● **Task prompt**:
Would it be possible to copy exactly the lines from the one containing "Please drop a marker on the sweater" to the end of the entries, including both and nothing else?

● **Natural language region descriptions**:
== Segment start ==

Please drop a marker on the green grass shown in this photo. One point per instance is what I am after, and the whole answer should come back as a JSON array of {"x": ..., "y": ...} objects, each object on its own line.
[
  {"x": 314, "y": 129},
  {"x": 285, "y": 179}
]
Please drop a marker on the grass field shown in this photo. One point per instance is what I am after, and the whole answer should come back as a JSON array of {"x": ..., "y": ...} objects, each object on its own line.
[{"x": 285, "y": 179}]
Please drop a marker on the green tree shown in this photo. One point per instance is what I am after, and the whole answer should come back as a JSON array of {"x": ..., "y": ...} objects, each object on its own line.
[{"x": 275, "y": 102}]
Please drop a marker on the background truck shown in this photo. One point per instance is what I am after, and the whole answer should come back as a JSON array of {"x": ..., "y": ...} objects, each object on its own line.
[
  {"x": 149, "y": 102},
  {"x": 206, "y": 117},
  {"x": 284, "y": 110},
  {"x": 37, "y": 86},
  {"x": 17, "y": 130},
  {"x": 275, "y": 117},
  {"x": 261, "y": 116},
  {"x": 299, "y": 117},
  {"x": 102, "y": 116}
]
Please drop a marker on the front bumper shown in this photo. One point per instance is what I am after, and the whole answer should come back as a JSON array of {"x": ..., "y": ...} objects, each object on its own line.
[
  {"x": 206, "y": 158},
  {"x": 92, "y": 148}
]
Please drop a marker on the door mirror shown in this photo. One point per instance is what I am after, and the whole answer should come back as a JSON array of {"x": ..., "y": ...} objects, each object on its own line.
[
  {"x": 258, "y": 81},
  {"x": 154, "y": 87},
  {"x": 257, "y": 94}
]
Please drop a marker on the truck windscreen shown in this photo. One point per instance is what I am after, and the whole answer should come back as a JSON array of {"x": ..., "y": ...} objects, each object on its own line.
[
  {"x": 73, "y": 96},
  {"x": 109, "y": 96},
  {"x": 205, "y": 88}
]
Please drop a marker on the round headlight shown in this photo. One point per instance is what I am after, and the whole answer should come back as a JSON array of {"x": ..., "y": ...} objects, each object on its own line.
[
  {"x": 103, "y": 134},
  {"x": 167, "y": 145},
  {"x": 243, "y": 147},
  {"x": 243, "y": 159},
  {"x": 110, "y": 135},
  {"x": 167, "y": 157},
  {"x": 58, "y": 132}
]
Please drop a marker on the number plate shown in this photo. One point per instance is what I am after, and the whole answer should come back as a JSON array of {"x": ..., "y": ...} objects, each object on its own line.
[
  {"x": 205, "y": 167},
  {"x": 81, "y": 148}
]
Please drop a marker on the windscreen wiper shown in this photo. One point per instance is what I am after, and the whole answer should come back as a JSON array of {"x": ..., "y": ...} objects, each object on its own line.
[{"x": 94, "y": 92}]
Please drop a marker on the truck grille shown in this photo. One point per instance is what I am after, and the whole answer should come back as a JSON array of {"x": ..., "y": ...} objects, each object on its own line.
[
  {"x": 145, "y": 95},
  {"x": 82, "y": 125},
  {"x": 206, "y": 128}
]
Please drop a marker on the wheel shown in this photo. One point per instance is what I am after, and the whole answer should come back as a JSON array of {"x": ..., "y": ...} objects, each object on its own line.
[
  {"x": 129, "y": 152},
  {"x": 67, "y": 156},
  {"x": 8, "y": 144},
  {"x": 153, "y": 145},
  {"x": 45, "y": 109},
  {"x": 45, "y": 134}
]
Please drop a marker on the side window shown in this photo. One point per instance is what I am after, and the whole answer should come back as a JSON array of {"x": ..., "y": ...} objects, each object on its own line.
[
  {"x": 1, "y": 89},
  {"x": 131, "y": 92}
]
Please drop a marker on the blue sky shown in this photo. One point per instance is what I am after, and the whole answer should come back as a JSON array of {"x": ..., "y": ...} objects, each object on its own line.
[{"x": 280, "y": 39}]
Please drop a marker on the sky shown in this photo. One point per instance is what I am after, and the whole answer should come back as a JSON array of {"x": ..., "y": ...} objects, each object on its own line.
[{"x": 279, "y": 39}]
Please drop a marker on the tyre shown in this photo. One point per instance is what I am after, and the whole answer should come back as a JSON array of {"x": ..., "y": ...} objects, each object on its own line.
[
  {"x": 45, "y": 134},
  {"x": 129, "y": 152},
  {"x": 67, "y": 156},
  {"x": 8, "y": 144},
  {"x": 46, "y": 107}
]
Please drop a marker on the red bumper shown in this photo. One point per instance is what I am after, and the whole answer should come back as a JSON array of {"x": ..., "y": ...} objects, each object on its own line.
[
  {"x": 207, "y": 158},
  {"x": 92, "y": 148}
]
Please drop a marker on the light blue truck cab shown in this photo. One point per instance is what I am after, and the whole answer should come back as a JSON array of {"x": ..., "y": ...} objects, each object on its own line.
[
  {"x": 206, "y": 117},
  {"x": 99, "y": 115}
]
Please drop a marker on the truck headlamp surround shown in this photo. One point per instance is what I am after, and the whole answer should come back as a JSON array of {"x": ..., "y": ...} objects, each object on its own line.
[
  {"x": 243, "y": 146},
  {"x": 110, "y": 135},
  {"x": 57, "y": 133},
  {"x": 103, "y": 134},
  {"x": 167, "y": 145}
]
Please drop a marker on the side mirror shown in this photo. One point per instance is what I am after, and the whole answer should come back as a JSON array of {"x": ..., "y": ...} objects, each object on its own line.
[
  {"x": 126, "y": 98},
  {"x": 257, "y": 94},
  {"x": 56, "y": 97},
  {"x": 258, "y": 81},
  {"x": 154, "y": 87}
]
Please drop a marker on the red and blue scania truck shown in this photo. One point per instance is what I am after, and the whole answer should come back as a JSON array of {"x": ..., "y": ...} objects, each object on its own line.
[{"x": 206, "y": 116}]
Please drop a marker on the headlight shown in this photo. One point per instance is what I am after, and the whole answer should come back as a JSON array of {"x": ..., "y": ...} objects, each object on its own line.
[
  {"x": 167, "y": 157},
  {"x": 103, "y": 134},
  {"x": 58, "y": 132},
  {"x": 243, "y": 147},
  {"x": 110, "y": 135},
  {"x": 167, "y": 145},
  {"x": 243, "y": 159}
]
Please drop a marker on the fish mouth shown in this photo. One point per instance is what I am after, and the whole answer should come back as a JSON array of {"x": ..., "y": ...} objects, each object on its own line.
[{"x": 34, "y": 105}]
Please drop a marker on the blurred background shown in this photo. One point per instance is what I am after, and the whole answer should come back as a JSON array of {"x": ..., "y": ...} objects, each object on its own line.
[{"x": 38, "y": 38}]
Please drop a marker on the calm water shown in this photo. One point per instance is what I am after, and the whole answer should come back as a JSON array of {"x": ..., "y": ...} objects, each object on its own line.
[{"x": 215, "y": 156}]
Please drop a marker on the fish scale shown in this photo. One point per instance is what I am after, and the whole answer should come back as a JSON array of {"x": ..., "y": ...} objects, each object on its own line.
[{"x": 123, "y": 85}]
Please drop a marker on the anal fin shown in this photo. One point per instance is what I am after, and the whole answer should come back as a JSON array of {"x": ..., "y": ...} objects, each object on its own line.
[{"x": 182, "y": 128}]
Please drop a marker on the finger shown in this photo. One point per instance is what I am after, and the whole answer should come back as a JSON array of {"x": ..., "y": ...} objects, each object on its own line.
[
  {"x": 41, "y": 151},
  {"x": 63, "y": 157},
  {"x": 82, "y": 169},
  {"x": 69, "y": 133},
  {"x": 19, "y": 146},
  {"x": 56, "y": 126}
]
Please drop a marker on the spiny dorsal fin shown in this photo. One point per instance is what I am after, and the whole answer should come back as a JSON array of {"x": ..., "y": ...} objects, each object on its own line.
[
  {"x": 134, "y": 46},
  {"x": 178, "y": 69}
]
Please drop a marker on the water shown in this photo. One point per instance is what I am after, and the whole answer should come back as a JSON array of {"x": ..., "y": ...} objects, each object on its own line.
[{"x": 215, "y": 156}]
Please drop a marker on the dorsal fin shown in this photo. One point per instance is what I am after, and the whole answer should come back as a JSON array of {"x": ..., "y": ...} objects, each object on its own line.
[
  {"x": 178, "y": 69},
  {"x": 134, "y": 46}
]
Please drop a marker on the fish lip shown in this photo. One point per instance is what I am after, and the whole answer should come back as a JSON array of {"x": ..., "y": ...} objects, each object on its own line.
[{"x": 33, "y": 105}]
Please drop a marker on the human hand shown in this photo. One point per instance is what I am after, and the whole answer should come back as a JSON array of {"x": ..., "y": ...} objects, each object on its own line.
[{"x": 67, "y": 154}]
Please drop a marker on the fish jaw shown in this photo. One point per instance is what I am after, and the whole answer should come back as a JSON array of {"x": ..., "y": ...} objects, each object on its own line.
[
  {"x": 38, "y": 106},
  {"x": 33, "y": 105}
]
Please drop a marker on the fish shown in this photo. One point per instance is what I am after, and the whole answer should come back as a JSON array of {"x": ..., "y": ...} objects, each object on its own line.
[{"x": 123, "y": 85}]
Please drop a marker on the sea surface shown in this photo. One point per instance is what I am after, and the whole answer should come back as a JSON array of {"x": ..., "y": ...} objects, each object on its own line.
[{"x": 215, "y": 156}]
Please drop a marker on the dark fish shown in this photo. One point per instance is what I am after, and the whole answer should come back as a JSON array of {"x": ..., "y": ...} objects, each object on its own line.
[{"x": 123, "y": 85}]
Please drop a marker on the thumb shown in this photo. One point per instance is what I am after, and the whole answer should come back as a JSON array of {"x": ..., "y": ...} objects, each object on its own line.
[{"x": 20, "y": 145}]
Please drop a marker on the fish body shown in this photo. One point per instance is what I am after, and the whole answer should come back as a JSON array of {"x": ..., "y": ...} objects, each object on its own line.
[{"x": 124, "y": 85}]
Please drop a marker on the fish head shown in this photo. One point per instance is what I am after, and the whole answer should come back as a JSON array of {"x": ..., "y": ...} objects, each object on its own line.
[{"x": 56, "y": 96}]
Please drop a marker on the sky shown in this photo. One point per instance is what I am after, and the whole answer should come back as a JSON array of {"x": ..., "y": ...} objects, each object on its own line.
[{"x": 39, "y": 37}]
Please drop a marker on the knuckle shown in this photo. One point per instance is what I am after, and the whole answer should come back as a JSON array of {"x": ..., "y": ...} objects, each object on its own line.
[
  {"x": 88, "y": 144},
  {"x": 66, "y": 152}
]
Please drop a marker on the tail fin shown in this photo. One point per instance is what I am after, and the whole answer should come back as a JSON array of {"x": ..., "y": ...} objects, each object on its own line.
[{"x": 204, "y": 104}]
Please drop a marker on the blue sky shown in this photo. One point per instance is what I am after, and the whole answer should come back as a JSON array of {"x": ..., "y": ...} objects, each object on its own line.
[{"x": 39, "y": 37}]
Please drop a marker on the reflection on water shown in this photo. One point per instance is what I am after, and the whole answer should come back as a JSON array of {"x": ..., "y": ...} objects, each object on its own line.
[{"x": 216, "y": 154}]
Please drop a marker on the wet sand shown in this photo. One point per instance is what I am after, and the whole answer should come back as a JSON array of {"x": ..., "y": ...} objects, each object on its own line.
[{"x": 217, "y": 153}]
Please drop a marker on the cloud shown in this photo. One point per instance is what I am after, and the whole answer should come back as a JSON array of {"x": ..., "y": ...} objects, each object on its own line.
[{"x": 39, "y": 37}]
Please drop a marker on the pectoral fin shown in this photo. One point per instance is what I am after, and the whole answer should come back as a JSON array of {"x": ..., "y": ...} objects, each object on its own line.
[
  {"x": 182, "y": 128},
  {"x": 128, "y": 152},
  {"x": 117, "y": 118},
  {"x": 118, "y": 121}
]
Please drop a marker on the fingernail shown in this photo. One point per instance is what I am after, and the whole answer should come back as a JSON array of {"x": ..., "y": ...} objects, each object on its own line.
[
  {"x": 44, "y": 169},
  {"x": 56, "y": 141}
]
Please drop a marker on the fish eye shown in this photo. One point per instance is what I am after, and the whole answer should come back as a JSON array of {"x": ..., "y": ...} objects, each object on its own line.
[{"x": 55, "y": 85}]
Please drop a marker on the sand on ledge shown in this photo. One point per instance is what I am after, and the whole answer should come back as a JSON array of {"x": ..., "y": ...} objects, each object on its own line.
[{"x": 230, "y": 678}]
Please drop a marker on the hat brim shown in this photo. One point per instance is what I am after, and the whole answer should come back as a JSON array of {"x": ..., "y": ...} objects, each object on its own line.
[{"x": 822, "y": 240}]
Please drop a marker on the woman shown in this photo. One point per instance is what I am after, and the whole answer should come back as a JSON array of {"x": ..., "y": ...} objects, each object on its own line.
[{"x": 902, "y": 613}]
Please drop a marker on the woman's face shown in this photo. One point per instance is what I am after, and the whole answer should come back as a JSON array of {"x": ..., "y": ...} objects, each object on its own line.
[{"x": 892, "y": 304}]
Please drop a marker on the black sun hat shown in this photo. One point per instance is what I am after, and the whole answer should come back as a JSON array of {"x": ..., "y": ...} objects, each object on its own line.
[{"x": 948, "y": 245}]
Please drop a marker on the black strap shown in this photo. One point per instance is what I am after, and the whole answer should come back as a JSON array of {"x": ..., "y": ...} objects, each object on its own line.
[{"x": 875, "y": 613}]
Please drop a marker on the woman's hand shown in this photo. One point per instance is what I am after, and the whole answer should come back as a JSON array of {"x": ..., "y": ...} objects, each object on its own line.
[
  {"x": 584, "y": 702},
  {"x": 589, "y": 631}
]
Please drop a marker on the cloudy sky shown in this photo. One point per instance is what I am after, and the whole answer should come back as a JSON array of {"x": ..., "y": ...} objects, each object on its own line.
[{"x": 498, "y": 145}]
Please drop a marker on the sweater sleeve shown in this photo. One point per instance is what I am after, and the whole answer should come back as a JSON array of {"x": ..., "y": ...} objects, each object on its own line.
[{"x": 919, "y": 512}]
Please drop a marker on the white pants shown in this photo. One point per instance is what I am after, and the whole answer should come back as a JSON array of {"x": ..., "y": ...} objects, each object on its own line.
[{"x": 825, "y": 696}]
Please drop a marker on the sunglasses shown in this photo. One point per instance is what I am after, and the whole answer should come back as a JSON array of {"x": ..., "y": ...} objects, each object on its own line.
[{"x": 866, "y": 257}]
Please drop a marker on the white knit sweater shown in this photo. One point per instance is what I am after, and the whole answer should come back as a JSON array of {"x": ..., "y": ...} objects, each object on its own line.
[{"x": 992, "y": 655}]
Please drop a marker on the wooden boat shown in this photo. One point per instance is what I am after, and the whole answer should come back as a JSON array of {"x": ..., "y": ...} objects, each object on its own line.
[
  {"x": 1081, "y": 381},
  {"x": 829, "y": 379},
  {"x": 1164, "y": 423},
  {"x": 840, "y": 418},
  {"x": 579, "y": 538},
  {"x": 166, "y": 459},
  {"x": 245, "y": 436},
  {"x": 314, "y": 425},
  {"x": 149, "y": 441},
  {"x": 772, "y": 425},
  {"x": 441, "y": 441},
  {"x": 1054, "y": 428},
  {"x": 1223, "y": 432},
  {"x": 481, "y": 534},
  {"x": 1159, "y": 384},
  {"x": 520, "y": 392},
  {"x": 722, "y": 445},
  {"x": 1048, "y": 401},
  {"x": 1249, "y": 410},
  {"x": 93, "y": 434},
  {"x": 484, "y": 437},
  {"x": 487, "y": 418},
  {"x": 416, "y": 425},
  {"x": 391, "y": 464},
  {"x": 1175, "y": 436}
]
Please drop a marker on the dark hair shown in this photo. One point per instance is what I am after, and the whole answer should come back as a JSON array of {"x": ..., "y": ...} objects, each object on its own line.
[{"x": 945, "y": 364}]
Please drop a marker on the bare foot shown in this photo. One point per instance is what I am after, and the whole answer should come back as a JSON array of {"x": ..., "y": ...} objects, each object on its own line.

== Segment end ==

● **Result of this exercise**:
Please drop a marker on the sweater sleeve shown in this photo. One point per instance is what I am after, and the whole answer should come back as a JSON array of {"x": ..., "y": ...} objects, each object on its own line.
[{"x": 919, "y": 512}]
Please drop a marker on the white pants shown in this photo. One point per instance is what I am after, and the whole answer should come back as a JSON array of {"x": ..., "y": ...} objects, each object on its own line.
[{"x": 825, "y": 696}]
Please drop a marker on the sunglasses shown in this photo. One point per instance is what I am after, and the whole answer should come back as a JSON array of {"x": ..., "y": ...} objects, each object on its own line.
[{"x": 866, "y": 257}]
Please drop a marker on the white knit sweater shown in this photo. One point per instance is what I am after, and the whole answer should come back as a JSON array of {"x": ..., "y": ...} objects, each object on its own line.
[{"x": 992, "y": 655}]
Please drop a marker on the wooden boat shown in this photo. One point per instance is what I am after, and the whole answer should come back as a JSON array of {"x": ..., "y": ...} objects, each object on its own line.
[
  {"x": 1081, "y": 381},
  {"x": 829, "y": 379},
  {"x": 1164, "y": 423},
  {"x": 840, "y": 418},
  {"x": 579, "y": 538},
  {"x": 166, "y": 459},
  {"x": 245, "y": 436},
  {"x": 314, "y": 425},
  {"x": 149, "y": 441},
  {"x": 772, "y": 425},
  {"x": 441, "y": 441},
  {"x": 1054, "y": 428},
  {"x": 1223, "y": 432},
  {"x": 481, "y": 534},
  {"x": 1159, "y": 384},
  {"x": 520, "y": 392},
  {"x": 722, "y": 445},
  {"x": 1048, "y": 401},
  {"x": 1249, "y": 410},
  {"x": 93, "y": 434},
  {"x": 484, "y": 437},
  {"x": 487, "y": 418},
  {"x": 416, "y": 425},
  {"x": 391, "y": 464},
  {"x": 1175, "y": 436}
]
Please drop a marker on the dark hair shown in this photo. One point per instance is what I am after, and the whole answer should come back as a JSON array of {"x": ..., "y": ...} objects, each object on its own line.
[{"x": 945, "y": 364}]
Please drop a marker on the bare foot shown in this photo. One point per instance is what I am after, and the whole answer should come back as a JSON array of {"x": ..., "y": ...} objects, each object on its own line.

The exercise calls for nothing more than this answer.